**EXTRACTED DATA**
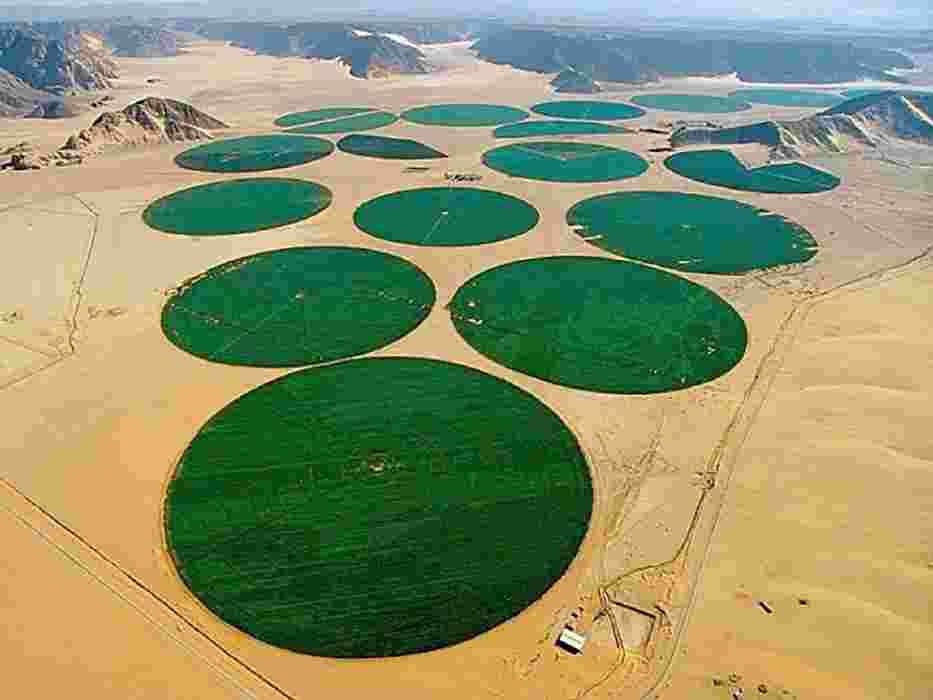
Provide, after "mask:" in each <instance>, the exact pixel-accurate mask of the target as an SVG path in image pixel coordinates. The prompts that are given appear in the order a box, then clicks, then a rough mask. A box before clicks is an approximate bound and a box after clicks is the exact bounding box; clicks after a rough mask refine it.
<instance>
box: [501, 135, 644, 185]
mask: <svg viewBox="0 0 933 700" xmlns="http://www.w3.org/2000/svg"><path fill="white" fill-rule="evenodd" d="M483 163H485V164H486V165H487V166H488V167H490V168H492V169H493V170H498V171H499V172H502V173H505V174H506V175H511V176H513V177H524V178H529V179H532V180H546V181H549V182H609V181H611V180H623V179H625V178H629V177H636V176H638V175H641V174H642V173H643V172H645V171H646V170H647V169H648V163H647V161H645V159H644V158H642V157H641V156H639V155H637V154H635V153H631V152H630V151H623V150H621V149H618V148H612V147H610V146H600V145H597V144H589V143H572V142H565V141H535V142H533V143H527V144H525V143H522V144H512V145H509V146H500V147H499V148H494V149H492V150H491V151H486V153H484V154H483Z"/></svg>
* * *
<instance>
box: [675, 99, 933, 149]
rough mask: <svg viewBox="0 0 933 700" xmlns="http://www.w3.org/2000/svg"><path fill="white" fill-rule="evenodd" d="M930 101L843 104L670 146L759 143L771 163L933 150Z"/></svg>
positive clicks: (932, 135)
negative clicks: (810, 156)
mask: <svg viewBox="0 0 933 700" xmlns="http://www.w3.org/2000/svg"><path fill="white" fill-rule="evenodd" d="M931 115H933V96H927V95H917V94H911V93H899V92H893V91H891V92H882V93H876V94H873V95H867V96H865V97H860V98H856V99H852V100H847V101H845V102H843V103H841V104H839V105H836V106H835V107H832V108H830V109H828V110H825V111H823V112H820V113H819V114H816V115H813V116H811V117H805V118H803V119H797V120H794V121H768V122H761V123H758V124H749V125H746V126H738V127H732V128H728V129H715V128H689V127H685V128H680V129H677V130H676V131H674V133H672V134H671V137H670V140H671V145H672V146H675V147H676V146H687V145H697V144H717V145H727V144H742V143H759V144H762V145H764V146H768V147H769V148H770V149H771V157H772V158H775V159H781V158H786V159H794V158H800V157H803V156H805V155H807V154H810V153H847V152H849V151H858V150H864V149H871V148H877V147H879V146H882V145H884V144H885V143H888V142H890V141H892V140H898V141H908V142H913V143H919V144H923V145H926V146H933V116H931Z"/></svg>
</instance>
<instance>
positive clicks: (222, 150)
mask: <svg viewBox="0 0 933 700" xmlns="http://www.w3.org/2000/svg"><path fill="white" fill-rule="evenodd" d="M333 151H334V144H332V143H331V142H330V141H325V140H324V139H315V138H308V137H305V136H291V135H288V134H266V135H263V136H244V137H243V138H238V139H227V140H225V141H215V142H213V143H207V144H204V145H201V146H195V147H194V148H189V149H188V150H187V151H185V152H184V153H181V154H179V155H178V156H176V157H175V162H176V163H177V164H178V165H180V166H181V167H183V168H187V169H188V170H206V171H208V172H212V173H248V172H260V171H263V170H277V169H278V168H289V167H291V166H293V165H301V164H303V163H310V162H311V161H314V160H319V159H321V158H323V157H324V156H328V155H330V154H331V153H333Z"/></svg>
* * *
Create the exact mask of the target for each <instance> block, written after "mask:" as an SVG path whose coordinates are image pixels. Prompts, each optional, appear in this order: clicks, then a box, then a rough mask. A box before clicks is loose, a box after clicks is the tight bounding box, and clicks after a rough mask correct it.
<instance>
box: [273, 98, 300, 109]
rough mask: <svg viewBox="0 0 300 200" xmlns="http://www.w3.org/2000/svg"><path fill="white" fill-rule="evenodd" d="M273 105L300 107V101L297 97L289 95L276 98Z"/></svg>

**EXERCISE**
Out of the data above, give again only the lines starting at the one holding "box: [675, 99, 933, 149]" and ending at the one holding "positive clicks: (932, 135)", unchanged.

**REPLY TO THE EXERCISE**
box: [675, 99, 933, 149]
rough mask: <svg viewBox="0 0 933 700" xmlns="http://www.w3.org/2000/svg"><path fill="white" fill-rule="evenodd" d="M930 101L843 104L670 146L759 143L771 163L933 150Z"/></svg>
positive clicks: (932, 135)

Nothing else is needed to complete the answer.